SUPPLIED DATA:
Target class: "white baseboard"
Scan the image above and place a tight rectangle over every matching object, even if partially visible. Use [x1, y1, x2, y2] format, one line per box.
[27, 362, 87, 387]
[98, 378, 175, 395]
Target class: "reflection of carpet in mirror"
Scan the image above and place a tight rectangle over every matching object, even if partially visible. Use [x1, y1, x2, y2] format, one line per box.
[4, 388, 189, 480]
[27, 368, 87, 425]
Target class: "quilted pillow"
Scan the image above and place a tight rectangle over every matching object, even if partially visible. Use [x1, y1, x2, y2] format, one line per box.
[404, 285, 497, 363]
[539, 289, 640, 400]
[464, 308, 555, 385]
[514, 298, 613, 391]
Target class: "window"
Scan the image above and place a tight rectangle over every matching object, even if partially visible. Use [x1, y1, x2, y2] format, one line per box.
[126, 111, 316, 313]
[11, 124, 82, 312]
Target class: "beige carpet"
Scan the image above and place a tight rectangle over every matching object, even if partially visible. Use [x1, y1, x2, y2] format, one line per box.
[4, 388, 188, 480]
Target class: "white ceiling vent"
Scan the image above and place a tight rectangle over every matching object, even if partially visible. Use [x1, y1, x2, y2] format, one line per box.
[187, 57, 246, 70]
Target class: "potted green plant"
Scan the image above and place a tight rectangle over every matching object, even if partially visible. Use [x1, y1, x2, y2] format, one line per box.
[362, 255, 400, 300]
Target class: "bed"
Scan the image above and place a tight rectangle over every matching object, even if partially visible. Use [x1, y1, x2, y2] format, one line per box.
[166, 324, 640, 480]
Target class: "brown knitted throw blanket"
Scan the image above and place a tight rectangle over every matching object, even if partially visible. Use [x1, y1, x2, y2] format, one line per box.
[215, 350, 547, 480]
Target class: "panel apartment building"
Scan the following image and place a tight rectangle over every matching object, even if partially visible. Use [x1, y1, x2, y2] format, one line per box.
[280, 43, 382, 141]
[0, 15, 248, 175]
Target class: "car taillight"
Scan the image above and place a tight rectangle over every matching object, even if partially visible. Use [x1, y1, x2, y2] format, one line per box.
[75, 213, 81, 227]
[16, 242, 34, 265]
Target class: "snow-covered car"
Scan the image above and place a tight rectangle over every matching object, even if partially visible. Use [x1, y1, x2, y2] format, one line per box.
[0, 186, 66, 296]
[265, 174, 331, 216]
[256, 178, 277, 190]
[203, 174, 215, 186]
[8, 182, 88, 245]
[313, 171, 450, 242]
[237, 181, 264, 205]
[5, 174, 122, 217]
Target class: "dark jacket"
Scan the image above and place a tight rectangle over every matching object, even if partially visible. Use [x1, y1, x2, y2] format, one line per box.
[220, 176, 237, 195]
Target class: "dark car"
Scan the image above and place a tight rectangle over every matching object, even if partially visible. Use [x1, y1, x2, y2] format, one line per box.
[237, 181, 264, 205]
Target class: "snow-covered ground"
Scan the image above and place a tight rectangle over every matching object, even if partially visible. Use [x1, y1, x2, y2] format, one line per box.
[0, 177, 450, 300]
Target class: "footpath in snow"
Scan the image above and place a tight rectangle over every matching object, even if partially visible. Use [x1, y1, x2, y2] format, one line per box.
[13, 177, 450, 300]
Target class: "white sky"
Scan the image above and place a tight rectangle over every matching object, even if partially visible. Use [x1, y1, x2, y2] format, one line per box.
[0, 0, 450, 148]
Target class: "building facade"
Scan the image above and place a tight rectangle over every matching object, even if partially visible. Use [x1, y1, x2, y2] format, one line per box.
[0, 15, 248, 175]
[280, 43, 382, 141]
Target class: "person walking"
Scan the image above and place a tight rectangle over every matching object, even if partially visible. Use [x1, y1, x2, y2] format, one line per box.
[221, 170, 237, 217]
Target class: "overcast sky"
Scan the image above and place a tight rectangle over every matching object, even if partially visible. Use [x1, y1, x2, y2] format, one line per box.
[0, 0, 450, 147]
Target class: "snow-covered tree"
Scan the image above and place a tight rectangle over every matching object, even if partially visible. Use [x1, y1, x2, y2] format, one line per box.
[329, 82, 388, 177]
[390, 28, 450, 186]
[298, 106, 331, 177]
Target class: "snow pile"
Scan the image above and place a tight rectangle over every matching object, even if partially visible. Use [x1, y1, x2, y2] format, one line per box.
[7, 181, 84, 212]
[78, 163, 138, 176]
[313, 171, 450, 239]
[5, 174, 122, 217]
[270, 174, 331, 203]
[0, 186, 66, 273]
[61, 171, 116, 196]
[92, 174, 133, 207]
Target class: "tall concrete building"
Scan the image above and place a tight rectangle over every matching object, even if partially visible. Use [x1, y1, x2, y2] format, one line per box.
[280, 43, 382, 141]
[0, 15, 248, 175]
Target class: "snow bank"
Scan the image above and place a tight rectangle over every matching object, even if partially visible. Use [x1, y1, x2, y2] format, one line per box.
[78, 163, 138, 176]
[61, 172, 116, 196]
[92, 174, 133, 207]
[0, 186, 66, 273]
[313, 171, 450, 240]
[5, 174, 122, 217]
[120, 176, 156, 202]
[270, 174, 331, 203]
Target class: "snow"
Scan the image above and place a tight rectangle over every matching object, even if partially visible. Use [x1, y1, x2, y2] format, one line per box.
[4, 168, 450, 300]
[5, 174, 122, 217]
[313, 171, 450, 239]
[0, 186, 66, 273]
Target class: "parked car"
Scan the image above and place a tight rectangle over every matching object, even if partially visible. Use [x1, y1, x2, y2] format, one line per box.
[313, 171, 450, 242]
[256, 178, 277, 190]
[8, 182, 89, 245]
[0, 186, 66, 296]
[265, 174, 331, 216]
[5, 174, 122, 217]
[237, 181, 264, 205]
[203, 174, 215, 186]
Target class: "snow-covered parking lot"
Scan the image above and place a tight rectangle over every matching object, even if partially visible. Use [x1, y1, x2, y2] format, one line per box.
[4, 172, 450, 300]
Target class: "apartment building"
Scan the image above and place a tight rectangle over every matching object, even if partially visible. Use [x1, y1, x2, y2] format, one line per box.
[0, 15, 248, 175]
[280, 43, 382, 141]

BRIEF: Please rewrite the stretch from the start of the items through the line containing "[27, 368, 87, 425]", requests included. Scale every bounding-box coordinate in the answers by 2.35 and round each result to a whole number, with halves rounded up.

CORRECT RESULT:
Target class: "white baseboard"
Scan the image above and place a tight rectangle over every matching object, even if partially visible. Use [x1, y1, x2, y2] format, one line per box.
[63, 851, 204, 909]
[230, 888, 411, 928]
Target class: "reflection of carpet in mirror"
Scan the image above and place a tight rectangle over every matching object, even if partially visible. Use [x1, y1, x2, y2] format, one line per box.
[9, 912, 444, 1128]
[63, 865, 204, 999]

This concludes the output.